§ Exercise
Your reply should be the entries, output word for word, with each picture omitted.

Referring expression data
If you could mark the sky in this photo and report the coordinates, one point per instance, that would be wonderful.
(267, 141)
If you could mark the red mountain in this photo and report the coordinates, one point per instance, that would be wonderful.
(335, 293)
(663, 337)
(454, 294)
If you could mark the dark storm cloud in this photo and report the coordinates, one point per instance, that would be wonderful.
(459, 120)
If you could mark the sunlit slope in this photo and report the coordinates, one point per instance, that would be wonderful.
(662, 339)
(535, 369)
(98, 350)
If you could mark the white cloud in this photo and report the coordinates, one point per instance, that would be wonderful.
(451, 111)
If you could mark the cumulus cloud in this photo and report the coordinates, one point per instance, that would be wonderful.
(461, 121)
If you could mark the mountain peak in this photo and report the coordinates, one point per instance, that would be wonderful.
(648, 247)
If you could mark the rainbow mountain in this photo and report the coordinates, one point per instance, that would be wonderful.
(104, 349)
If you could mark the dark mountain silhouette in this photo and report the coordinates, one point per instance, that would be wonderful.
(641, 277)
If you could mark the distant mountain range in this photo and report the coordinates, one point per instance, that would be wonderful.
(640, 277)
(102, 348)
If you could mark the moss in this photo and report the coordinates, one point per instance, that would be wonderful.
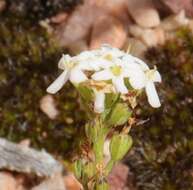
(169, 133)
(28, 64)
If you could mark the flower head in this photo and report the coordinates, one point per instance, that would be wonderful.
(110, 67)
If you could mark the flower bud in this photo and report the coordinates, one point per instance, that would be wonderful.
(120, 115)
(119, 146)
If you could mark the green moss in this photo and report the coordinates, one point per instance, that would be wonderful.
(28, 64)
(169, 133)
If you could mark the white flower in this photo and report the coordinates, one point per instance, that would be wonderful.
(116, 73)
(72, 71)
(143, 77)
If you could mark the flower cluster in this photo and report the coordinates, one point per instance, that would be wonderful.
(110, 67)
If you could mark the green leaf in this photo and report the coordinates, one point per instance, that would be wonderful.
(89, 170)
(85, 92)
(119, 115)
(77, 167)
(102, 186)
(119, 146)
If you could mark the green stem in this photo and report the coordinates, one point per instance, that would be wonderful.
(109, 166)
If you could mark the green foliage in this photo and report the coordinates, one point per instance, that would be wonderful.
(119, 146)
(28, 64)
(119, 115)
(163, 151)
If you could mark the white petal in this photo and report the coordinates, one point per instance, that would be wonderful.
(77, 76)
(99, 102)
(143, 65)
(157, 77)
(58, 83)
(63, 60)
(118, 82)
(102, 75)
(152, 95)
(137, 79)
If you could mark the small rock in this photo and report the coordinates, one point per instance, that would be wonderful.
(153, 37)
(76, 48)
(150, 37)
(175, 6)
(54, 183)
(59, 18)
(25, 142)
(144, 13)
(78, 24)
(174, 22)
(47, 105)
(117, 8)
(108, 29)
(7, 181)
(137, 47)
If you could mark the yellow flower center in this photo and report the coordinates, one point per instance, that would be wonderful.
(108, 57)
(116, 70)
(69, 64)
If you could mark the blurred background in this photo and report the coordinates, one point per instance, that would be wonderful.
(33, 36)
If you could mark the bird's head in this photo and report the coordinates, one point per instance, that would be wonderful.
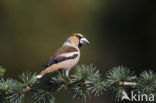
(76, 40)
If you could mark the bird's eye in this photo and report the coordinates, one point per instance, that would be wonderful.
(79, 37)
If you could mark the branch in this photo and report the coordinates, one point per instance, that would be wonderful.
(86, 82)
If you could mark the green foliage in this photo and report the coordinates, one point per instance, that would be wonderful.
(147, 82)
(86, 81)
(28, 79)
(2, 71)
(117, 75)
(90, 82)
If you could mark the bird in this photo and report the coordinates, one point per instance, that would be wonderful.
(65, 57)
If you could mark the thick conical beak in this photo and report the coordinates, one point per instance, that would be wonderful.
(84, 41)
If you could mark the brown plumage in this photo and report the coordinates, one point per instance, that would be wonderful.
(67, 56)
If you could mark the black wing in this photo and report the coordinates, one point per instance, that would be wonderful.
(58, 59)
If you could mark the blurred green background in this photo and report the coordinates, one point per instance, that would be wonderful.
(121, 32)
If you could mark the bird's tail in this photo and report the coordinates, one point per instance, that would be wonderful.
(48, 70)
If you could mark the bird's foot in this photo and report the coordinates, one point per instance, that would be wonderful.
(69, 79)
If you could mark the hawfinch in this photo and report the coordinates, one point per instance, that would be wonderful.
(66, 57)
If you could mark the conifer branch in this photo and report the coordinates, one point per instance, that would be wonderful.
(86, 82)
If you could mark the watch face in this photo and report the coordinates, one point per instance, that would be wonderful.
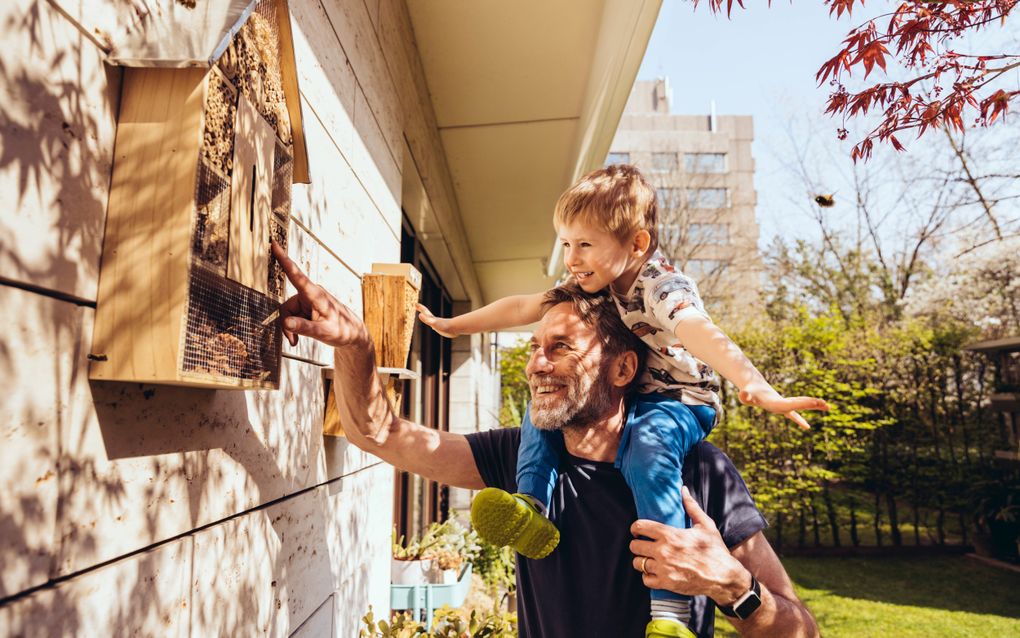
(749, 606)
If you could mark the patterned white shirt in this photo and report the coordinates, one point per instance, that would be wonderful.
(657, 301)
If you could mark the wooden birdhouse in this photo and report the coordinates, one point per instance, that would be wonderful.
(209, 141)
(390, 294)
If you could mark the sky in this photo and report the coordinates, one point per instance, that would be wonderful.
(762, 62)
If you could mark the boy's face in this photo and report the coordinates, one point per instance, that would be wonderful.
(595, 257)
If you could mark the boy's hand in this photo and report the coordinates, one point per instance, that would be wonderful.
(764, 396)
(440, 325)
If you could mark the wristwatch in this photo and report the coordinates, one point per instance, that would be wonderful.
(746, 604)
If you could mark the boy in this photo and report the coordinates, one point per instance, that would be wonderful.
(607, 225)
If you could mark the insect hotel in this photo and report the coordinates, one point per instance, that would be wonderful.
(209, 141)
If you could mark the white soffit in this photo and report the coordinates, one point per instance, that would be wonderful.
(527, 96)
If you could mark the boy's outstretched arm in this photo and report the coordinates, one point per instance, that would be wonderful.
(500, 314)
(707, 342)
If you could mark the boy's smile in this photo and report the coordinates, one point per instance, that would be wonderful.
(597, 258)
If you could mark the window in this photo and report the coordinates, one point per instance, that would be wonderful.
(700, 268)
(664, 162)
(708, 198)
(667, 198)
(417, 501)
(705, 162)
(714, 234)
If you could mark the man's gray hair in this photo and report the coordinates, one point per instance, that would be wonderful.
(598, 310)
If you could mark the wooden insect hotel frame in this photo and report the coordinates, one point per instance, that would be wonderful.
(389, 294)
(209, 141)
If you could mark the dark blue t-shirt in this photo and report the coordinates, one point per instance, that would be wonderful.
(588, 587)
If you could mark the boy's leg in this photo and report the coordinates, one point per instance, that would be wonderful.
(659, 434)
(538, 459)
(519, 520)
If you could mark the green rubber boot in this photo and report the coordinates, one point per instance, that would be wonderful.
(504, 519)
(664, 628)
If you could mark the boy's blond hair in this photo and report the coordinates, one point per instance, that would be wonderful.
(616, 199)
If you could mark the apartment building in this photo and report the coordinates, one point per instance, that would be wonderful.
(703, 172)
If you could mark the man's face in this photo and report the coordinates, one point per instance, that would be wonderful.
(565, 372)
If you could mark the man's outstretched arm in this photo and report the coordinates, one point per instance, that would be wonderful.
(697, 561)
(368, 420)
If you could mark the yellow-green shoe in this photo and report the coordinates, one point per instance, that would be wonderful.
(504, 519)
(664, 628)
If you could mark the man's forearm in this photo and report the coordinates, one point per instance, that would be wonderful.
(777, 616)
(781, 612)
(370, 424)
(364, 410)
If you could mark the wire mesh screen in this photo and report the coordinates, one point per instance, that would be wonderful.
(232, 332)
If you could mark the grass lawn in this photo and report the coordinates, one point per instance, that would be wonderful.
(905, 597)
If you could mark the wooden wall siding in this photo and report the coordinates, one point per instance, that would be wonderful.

§ Answer to this task
If you could mark the sky in this photo and report the coordinates, one point per instance, that would be wonderful.
(267, 141)
If you could mark the red mountain in this photo and report the coordinates, one point per instance, that would be wonderful.
(335, 293)
(663, 337)
(454, 294)
If you could mark the dark storm cloud in this photo and report the coordinates, one point per instance, that would be wonderful.
(459, 120)
If you could mark the sunlit slope in this photo and report the coordinates, one point per instance, that would be wonderful.
(662, 339)
(535, 369)
(98, 350)
If you could mark the white cloud in this photo and report the coordinates, one point per instance, that would be wonderful.
(451, 111)
If you could mark the cumulus cloud in this photo and report the coordinates, one point per instance, that would be wonderful.
(461, 121)
If you could mark the mountain peak in this photo and report the coordinates, one point per instance, that would be wonderful.
(648, 247)
If you could mark the rainbow mountain in this photo and report the coordinates, one point per instance, that would be wonderful.
(104, 349)
If you could mark the dark mountain silhouette in this photo and report the coordinates, one point per instance, that would be wonderful.
(641, 277)
If you could mark the distant mountain range in this photo and report the coordinates, one point per instance, that would be wonderful.
(640, 277)
(102, 348)
If you could mark the moss in this photo and report the coordinates, one point per instance, that would be wonderful.
(169, 133)
(28, 64)
If you could mark the flower head in this photo and report the coordinates, one point per instance, that would be wonderful.
(110, 67)
If you could mark the flower bud in this photo and report the coordinates, one point per instance, that would be wonderful.
(120, 115)
(119, 146)
If you could mark the green moss in this photo and report the coordinates, one point per instance, that would be wonderful.
(28, 64)
(169, 133)
If you could mark the white flower in this photo and report the coordinates, one point per instance, that would be wonderful.
(116, 73)
(72, 71)
(143, 77)
If you could mark the flower cluster in this photo and report the coordinates, one point per instance, that would be wonderful.
(110, 67)
If you could mark the green leaf in this photo and report the coordinates, one point per instance, that would be wonderful.
(89, 170)
(85, 92)
(119, 115)
(77, 167)
(102, 186)
(119, 146)
If you could mark the green stem in this photo and report the coordinates, one point per instance, that would be wonderful.
(109, 166)
If you could mark the green foliage in this photo and report the coordinates, one point per instance, that would be wonderful.
(119, 146)
(28, 64)
(119, 115)
(163, 151)
If you could mark the white petal in this photo and report the coordinates, one point per instance, that would be wonderful.
(77, 76)
(99, 102)
(143, 65)
(157, 77)
(58, 83)
(63, 60)
(118, 82)
(102, 75)
(152, 95)
(137, 79)
If you could mark the small rock in this photo and report the coordinates, one point per instance, that would be wonderful.
(153, 37)
(76, 48)
(150, 37)
(175, 6)
(54, 183)
(59, 18)
(25, 142)
(144, 13)
(78, 24)
(174, 22)
(47, 105)
(117, 8)
(108, 29)
(7, 181)
(137, 47)
If you could mark the yellow flower center in this photo and report the coordinates, one point per instance, that would be wonderful.
(108, 57)
(116, 70)
(69, 64)
If you could mark the blurred background in this photo and report the coordinates, one point per instance, that would be wonderful.
(33, 36)
If you could mark the bird's head in this photo and report the coordinates, one point per instance, that would be wonderful.
(76, 40)
If you could mark the bird's eye in this photo and report the coordinates, one point per instance, that would be wonderful.
(79, 37)
If you could mark the branch in this photo and report the coordinates, one point per instance, that would be wonderful.
(86, 82)
If you could mark the green foliage in this photo and report the coordinates, one point per instance, that would be wonderful.
(147, 82)
(86, 81)
(28, 79)
(2, 71)
(117, 75)
(90, 82)
If you could mark the bird in this photo and report the coordinates, one point per instance, that would be wonderful.
(65, 57)
If you could mark the thick conical beak in this photo and report the coordinates, one point per instance, that would be wonderful.
(84, 41)
If you could mark the brown plumage in this photo and report the coordinates, one point per instance, that would be wonderful.
(67, 56)
If you could mark the black wing in this photo and report the coordinates, one point per instance, that would be wonderful.
(58, 59)
If you could mark the blurred green background in this photo and report the coordinates, one point per instance, that would be wonderful.
(121, 32)
If you could mark the bird's tail in this photo and report the coordinates, one point per instance, that would be wonderful.
(48, 70)
If you could mark the bird's foot in this photo and report the coordinates, one point per instance, that would be wonderful.
(69, 79)
If you could mark the hawfinch in this photo and report the coordinates, one point per instance, that would be wonderful.
(66, 57)
If you could mark the conifer branch in this photo and report the coordinates, one point per instance, that would be wonderful.
(86, 82)
If you could mark the watch face in this photo and report the coordinates, one point per instance, that would be wonderful.
(749, 606)
If you could mark the patterned white shirt in this photo and report the coordinates, one point per instance, that would be wonderful.
(657, 301)
If you could mark the wooden birdhouse in this photo and report the coordinates, one point per instance, that would be wonderful.
(209, 141)
(390, 294)
If you could mark the sky in this photo and report the coordinates, one point per instance, that would be wonderful.
(762, 62)
If you could mark the boy's face in this photo and report the coordinates, one point per instance, that would be wonderful.
(595, 257)
If you could mark the boy's hand in this photo and report the coordinates, one point per instance, that would be wonderful.
(764, 396)
(440, 325)
If you could mark the wristwatch in this photo and report the coordinates, one point per instance, that would be wonderful.
(746, 604)
If you could mark the boy in this photo and report the coordinates, one point per instance, that would be wonderful.
(607, 225)
If you could mark the insect hotel in this photo and report the coordinates, one point per instance, that would be wonderful.
(209, 141)
If you could mark the white soffit in this photo and report the coordinates, one point per instance, that would be wonderful.
(527, 96)
If you could mark the boy's outstretched arm in this photo and report the coordinates, one point per instance, that would be wonderful.
(500, 314)
(707, 342)
If you could mark the boy's smile in this photo and report the coordinates, one point per instance, that would be wonderful.
(597, 258)
If you could mark the window in this photo and report the coordinates, one point per instance, that would be wonderful.
(700, 268)
(664, 162)
(708, 198)
(667, 198)
(417, 501)
(705, 162)
(714, 234)
If you could mark the man's gray hair in this photo and report the coordinates, one point per instance, that would be wonderful.
(598, 310)
If you could mark the wooden insect hotel frame in this photo and report the coordinates, one point per instance, that would be wonderful.
(389, 294)
(209, 141)
If you could mark the dark blue t-shirt in this photo and report the coordinates, one point per instance, that would be wonderful.
(588, 587)
If you could mark the boy's leg in this photo and report the coordinates, one point per instance, that would be wonderful.
(659, 434)
(538, 459)
(519, 520)
If you could mark the green rubber boot in this photo and report the coordinates, one point per instance, that would be wonderful.
(504, 519)
(664, 628)
If you could mark the boy's blond hair in this photo and report the coordinates, one point per instance, that would be wonderful.
(616, 199)
If you could mark the apartment building in this photo and report the coordinates, one point per instance, that would be wonderful.
(703, 172)
If you could mark the man's face in this photo and report the coordinates, one point per instance, that would be wonderful.
(565, 372)
If you could mark the man's outstretched arm in this photo and report the coordinates, one point per instance, that would be wonderful.
(697, 561)
(368, 420)
If you could mark the yellow-green shoe in this photo and report the coordinates, one point per instance, that would be wonderful.
(504, 519)
(664, 628)
If you could mark the man's forearm in this photo and report the coordinates, one point per instance, that would be wonderful.
(777, 616)
(781, 612)
(370, 424)
(364, 410)
If you could mark the wire mesh screen in this photo and report the coordinates, one point per instance, that would be wonderful.
(232, 332)
If you could mark the grass lawn in this photo and report the coordinates, one point per instance, that would be wonderful.
(905, 597)
If you could mark the wooden wall siding in this photo and report the coordinates, one point per instance, that would be wonderful.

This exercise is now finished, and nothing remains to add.